• Directions for this task:
Copy every one of the following items line for line, reproducing each without alteration.

··· Record set ···

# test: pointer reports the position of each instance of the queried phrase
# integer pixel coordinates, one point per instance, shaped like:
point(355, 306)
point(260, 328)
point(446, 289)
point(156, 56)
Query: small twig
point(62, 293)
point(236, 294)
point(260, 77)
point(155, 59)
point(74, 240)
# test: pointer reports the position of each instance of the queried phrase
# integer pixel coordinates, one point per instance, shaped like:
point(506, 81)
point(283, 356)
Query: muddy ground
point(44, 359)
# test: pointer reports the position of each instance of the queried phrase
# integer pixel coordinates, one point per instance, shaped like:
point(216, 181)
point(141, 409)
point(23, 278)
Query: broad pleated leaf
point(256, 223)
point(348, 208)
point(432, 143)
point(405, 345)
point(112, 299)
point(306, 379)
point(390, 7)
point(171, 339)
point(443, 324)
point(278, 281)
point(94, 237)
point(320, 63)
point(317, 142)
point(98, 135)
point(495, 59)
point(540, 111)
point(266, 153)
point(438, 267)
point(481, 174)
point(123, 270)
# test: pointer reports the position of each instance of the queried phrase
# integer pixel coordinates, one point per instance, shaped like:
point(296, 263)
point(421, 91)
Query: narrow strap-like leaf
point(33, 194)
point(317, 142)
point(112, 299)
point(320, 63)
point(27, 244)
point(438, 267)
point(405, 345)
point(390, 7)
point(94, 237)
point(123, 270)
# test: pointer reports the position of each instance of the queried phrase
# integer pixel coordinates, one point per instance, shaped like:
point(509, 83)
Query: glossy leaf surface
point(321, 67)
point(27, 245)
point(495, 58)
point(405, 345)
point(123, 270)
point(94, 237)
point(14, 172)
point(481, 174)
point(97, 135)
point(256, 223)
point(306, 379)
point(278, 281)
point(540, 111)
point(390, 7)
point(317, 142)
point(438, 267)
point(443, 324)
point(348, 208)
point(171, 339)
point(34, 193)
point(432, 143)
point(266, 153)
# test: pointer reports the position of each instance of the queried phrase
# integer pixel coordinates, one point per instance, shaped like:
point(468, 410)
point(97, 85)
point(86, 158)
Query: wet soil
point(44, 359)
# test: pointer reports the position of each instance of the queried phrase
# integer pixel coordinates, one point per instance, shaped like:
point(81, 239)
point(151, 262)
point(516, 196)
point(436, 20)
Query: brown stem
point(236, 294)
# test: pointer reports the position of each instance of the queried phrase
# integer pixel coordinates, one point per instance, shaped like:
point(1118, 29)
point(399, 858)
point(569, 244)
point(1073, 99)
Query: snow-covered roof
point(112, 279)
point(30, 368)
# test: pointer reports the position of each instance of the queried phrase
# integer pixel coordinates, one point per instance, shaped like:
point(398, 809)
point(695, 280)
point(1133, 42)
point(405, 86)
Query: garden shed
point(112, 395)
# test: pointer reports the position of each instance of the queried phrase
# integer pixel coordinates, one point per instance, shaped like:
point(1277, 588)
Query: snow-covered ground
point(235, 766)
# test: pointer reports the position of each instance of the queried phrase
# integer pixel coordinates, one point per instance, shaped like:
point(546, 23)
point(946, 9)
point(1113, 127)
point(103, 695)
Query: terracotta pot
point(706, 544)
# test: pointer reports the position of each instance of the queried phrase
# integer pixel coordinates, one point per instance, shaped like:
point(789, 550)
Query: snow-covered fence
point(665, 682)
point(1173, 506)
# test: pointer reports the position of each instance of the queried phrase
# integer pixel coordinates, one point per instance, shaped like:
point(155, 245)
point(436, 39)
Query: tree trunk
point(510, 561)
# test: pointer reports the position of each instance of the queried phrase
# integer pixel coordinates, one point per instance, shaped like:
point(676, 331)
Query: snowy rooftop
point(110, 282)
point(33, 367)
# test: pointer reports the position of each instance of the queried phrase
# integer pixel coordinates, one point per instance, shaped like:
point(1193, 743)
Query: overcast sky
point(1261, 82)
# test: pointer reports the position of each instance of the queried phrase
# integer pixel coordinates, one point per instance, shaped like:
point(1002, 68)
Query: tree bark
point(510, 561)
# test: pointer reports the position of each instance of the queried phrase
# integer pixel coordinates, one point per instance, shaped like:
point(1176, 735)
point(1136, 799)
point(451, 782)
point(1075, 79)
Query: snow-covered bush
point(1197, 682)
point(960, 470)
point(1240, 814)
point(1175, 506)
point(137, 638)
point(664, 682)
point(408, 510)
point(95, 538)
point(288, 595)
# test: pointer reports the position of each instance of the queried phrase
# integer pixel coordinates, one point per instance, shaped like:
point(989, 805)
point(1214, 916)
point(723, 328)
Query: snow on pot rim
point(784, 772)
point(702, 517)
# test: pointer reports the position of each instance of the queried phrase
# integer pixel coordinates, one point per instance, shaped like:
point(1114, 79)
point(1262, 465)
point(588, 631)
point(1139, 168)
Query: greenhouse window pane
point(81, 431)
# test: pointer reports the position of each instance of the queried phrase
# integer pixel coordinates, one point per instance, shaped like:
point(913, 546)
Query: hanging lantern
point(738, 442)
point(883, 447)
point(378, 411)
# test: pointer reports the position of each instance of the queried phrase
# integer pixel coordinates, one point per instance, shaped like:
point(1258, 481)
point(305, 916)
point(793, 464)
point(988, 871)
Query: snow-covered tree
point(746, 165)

···

• Answer in full:
# test: pointer reports the position of each instance of the queried phrase
# integer pixel coordinates, one point per instance, shaped like:
point(355, 306)
point(260, 328)
point(446, 289)
point(156, 56)
Query: small twig
point(62, 293)
point(236, 294)
point(260, 77)
point(155, 59)
point(74, 240)
# test: pointer reports the position of each instance of the queried phrase
# integer pixel coordinates, one point per instance, shaped like:
point(506, 81)
point(283, 356)
Query: muddy ground
point(44, 359)
# test: pointer reports the position of each instance of the queried phrase
# integer pixel coordinates, one point per instance, shaped like:
point(216, 181)
point(141, 409)
point(23, 278)
Query: broad pleated leaf
point(256, 223)
point(348, 208)
point(432, 143)
point(405, 345)
point(112, 299)
point(306, 379)
point(390, 7)
point(171, 339)
point(443, 324)
point(278, 281)
point(94, 237)
point(320, 63)
point(317, 142)
point(98, 135)
point(495, 59)
point(540, 111)
point(266, 153)
point(438, 267)
point(481, 174)
point(123, 270)
# test: pointer reports the position of each instance of the queried phrase
# integer pixel coordinates, one point per instance, shaped like:
point(296, 263)
point(421, 91)
Query: narrow strap-like leaf
point(33, 194)
point(317, 142)
point(112, 299)
point(320, 63)
point(27, 244)
point(438, 267)
point(405, 345)
point(390, 7)
point(94, 237)
point(123, 270)
# test: pointer reports the position of each instance of the queried phrase
# integer pixel coordinates, one point per instance, shaped like:
point(509, 83)
Query: glossy leaf surface
point(321, 67)
point(27, 245)
point(495, 58)
point(405, 345)
point(123, 270)
point(94, 237)
point(14, 172)
point(481, 174)
point(97, 135)
point(256, 223)
point(306, 379)
point(278, 281)
point(540, 111)
point(390, 7)
point(317, 142)
point(438, 267)
point(443, 324)
point(348, 208)
point(171, 339)
point(34, 193)
point(432, 143)
point(266, 153)
# test: pointer reports the position of each instance of the queried phrase
# integer pixel coordinates, one point per instance, shaped like:
point(468, 410)
point(97, 85)
point(86, 158)
Query: wet soil
point(44, 359)
# test: pointer reports the position of each instance of the queried phrase
# integer pixel coordinates, one point per instance, shaped like:
point(81, 239)
point(151, 262)
point(516, 196)
point(436, 20)
Query: brown stem
point(236, 294)
# test: pointer reports the position of each instance of the queried phrase
# integer pixel coordinates, one point per instance, shaped like:
point(1118, 29)
point(399, 858)
point(569, 244)
point(1073, 99)
Query: snow-covered roof
point(112, 279)
point(30, 368)
# test: pointer reports the position of each instance of the queried phrase
# integer pixel coordinates, one point per instance, shaped like:
point(398, 809)
point(695, 280)
point(1133, 42)
point(405, 86)
Query: garden shed
point(112, 395)
# test: pointer reports the position of each instance of the queried phrase
# integer pixel coordinates, one point per instance, shaped like:
point(1277, 588)
Query: snow-covered ground
point(235, 766)
# test: pointer reports the position of each instance of the queried phrase
# integer pixel coordinates, one point per instance, shaped like:
point(546, 23)
point(946, 9)
point(1113, 127)
point(103, 695)
Query: terracotta pot
point(706, 544)
# test: pointer reports the position of each instance of the queried phrase
# integer pixel coordinates, one point per instance, shaped like:
point(789, 550)
Query: snow-covered fence
point(665, 682)
point(1173, 506)
# test: pointer reports the position of each instance of the queried phrase
# integer pixel coordinates, one point per instance, shaped like:
point(155, 245)
point(436, 39)
Query: tree trunk
point(510, 561)
# test: pointer reports the position of each instance of the queried phrase
# integer pixel coordinates, one point per instance, shaped like:
point(676, 331)
Query: snowy rooftop
point(110, 282)
point(33, 367)
# test: pointer reports the position of each instance of the queried phrase
# integer pixel coordinates, one point per instance, shaped like:
point(1193, 743)
Query: overcast sky
point(1261, 82)
# test: pointer reports the position of each instance of the queried phrase
# integer pixel coordinates, one point per instance, shaped like:
point(1002, 68)
Query: tree bark
point(510, 561)
# test: pointer reports the position of each instance of the queried phrase
# integer pixel coordinates, one point per instance, shaped like:
point(1176, 735)
point(1136, 799)
point(451, 782)
point(1075, 79)
Query: snow-covered bush
point(1197, 682)
point(960, 470)
point(1240, 814)
point(1175, 506)
point(137, 638)
point(664, 682)
point(408, 510)
point(95, 538)
point(288, 595)
# test: pointer reports the position of each instance of the queried phrase
# integer pixel coordinates, one point per instance, shaped like:
point(989, 805)
point(1214, 916)
point(723, 328)
Query: snow on pot rim
point(784, 772)
point(702, 517)
# test: pointer reports the position of each instance of the queried phrase
# integer pixel coordinates, one point per instance, shaped like:
point(1114, 79)
point(1262, 465)
point(588, 631)
point(1139, 168)
Query: greenhouse window pane
point(81, 431)
# test: pointer reports the position of each instance of the queried phrase
# integer pixel coordinates, one point per instance, shaped like:
point(913, 546)
Query: hanging lantern
point(738, 442)
point(883, 447)
point(378, 411)
# test: pointer reports the position of each instance of the queried phrase
# integer pixel coordinates, one point per instance, shaped like:
point(1258, 481)
point(305, 916)
point(793, 464)
point(988, 871)
Query: snow-covered tree
point(746, 165)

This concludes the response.